### Records from a data source
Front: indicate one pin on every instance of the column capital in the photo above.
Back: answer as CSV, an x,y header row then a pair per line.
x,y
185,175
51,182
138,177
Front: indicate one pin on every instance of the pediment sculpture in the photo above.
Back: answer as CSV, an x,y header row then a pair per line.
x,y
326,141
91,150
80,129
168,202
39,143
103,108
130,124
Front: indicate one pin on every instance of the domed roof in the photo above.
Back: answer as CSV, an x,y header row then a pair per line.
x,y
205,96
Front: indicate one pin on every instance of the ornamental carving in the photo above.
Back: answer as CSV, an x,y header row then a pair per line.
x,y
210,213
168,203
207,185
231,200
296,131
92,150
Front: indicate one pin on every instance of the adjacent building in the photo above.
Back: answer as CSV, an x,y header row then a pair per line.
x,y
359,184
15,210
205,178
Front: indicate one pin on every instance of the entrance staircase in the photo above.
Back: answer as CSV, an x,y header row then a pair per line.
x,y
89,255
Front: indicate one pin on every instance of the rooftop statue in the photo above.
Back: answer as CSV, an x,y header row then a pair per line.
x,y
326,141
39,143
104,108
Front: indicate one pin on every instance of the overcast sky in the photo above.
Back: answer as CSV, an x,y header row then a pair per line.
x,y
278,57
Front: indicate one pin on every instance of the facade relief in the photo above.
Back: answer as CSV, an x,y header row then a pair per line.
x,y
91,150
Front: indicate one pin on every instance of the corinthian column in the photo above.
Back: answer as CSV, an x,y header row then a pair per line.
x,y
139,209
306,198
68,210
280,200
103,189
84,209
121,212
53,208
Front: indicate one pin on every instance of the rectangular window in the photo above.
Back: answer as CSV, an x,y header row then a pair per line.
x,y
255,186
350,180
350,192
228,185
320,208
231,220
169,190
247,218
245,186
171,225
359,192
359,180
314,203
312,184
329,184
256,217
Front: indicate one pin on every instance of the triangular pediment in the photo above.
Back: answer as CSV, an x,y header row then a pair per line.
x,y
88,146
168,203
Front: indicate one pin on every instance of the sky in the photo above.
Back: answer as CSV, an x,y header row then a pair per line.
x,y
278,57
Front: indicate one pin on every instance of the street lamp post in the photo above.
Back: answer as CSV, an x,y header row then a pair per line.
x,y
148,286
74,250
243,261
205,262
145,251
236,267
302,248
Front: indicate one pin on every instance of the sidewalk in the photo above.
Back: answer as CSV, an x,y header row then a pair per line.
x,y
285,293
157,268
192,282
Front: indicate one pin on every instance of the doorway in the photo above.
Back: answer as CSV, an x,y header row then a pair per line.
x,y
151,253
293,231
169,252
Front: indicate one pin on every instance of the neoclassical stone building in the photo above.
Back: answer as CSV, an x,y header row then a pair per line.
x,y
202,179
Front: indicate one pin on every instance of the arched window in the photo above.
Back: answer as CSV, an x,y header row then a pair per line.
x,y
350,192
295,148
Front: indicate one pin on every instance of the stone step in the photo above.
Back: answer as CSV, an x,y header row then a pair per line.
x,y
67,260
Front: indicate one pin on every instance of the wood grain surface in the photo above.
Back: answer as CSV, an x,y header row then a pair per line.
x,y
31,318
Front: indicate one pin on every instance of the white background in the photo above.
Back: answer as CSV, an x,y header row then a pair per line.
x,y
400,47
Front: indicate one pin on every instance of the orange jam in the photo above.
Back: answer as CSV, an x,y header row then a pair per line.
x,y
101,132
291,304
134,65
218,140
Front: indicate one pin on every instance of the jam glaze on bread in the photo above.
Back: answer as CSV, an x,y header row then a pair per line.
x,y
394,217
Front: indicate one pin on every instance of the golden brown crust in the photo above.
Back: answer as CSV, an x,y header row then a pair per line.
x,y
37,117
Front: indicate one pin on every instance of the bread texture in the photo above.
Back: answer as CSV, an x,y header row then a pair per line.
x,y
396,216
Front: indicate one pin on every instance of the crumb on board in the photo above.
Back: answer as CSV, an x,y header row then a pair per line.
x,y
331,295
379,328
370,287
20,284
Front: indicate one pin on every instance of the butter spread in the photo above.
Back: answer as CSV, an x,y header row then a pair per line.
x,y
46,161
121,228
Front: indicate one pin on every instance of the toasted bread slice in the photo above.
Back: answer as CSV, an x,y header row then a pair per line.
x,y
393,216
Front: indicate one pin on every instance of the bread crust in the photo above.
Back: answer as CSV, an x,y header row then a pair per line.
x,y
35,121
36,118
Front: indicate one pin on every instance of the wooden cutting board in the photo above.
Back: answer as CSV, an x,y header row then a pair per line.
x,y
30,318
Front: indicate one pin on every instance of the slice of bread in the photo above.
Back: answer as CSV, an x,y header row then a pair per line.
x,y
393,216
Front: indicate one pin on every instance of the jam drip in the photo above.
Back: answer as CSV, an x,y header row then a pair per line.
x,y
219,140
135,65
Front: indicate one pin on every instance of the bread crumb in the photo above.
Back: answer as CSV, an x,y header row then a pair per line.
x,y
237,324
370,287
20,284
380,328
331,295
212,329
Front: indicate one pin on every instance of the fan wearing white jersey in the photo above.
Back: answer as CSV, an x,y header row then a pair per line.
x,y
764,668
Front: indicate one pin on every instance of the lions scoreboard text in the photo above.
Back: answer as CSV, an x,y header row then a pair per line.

### PROBLEM REQUIREMENTS
Above are the records; copy all of them exactly.

### EXERCISE SOLUTION
Front: indicate one pin on every instance of the column capital in the photo above.
Back: answer as CSV, an x,y header row then a pair per line.
x,y
185,175
51,182
138,177
Front: indicate one pin on every instance of the pediment sculpture in the photo above.
Back: answer as CSV, an x,y header row then a pair per line.
x,y
326,141
91,150
80,129
168,202
39,143
103,108
130,124
Front: indicate one pin on every instance of the domed roof in the photo above.
Back: answer as CSV, an x,y header row then a pair per line.
x,y
205,96
Front: indicate one pin on every instance of the ornamental carving in the photo above.
Back: answer as CSV, an x,y header row then a pair per line.
x,y
210,213
168,203
207,185
231,200
296,131
92,150
Front: indicate one pin on every instance of the adjacent building in the photo above.
Back: answer as CSV, an x,y header row then a pair per line.
x,y
359,184
15,210
205,178
Front: indicate one pin on every instance of the entrance staircase in the photo above.
Back: answer as CSV, an x,y header row then a pair per line.
x,y
89,255
Front: indicate one pin on every instance of the rooftop statue in the photo above.
Back: answer as CSV, an x,y header row then a pair per line.
x,y
326,141
39,143
104,108
Front: indicate one pin on every instance of the overcast sky in the photo above.
Back: answer as CSV, an x,y header row then a pair per line.
x,y
278,57
Front: indicate one pin on every instance of the facade relief in the photo above.
Back: answer as CSV, an x,y header row then a pair per line.
x,y
91,150
Front: indicate one pin on every instance of the corinthian column in the photo above.
Back: answer as CSV, an x,y header row then a pair per line.
x,y
139,209
306,198
68,210
280,200
103,189
84,209
121,212
53,208
Front: indicate one pin on every instance of the rectangular window in the photo above.
Back: answer as CSV, an x,y header row then a pair per line.
x,y
255,186
350,180
350,192
228,185
320,208
231,220
169,190
247,218
245,186
171,225
359,192
359,180
314,203
312,184
329,184
256,217
Front: indicate one pin on every instance of the triangular pediment in the photo above.
Back: answer as CSV, an x,y header row then a pair per line.
x,y
88,146
168,203
Front: indicate one pin on every instance of the sky in the photo above.
Back: answer as CSV, an x,y header row then a pair per line.
x,y
278,57
Front: indicate one pin on every instance of the street lamp post in the photo above.
Back: answer as CSV, an x,y header row then a pair per line.
x,y
148,286
74,250
243,261
205,262
145,251
236,267
302,248
Front: indicate one pin on every instance of the sidewalk in the photo above.
Back: answer as CSV, an x,y header row then a pair per line.
x,y
285,293
157,268
192,282
Front: indicate one pin on every instance of the doorway in the photo above.
Back: answer as CSV, an x,y header row then a pair per line.
x,y
151,253
293,231
169,252
Front: indicate one pin on every instance of the neoclassical stone building in the photo above.
Back: answer as CSV, an x,y header row then a pair per line.
x,y
202,179
Front: indicate one pin on every instance of the arched window in the photo above.
Back: answer as CSV, an x,y header row then a pair per line.
x,y
350,192
295,148
Front: indicate one pin on every instance of the stone step in the photo above.
Back: answer as CSV, an x,y header row then a pair per line.
x,y
67,260
Front: indicate one pin on every instance of the wood grain surface in the photo above.
Back: answer as CSV, an x,y header row then a pair per line.
x,y
31,318
Front: indicate one pin on every instance of the white background in the photo above.
Back: answer as CSV, an x,y header row then a pair per line.
x,y
400,47
Front: indicate one pin on every instance of the orange jam in the photo above.
Back: answer as CSV, an x,y header row then a pair per line.
x,y
101,132
291,304
134,65
218,140
Front: indicate one pin on every instance of the jam glaze on bread in the photo above.
Back: answer as CSV, an x,y header row then a pair per line.
x,y
394,217
Front: indicate one pin on every instance of the golden brown crust in the photo above.
Back: answer as CSV, an x,y header row then a pair per line.
x,y
37,117
Front: indicate one pin on every instance of the bread texture in the photo above.
Back: answer as CSV, an x,y header row then a pair per line.
x,y
396,216
Front: indicate one pin on every instance of the crumb on board in the photo above.
Back: answer as CSV, an x,y header row then a pair per line.
x,y
331,295
379,328
370,287
20,284
Front: indicate one pin on every instance of the butter spread in the photo above.
Back: answer as CSV, an x,y header row then a pair per line.
x,y
46,161
121,228
Front: indicate one pin on every instance of the toasted bread slice in the photo above.
Back: answer as CSV, an x,y header row then a pair per line.
x,y
393,216
Front: indicate one pin on every instance of the bread crust in the photo above.
Back: answer as CSV, an x,y header row then a pair per line.
x,y
35,121
36,118
Front: indicate one pin on every instance of the wooden cutting board in the photo above.
Back: answer as CSV, an x,y header row then a pair per line.
x,y
30,318
Front: indicate one pin on every instance of the slice of bread in the photo above.
Back: answer as CSV, an x,y header row then a pair per line.
x,y
393,216
Front: indicate one pin on every instance of the jam drip in the photo above.
Back: answer as CSV, an x,y header row then a pair per line.
x,y
219,140
135,65
Front: indicate one pin on every instance of the bread crumb in the photo above.
Back: answer as CSV, an x,y header row then a pair per line.
x,y
237,324
370,287
20,284
380,328
331,295
212,329
Front: indicate one pin on every instance of the fan wearing white jersey in the photo above.
Back: answer as CSV, an x,y header row then a pair per line.
x,y
764,668
Front: indicate one pin on every instance of the lions scoreboard text in the photo above.
Back: answer as CSV, an x,y header row then a pair per line.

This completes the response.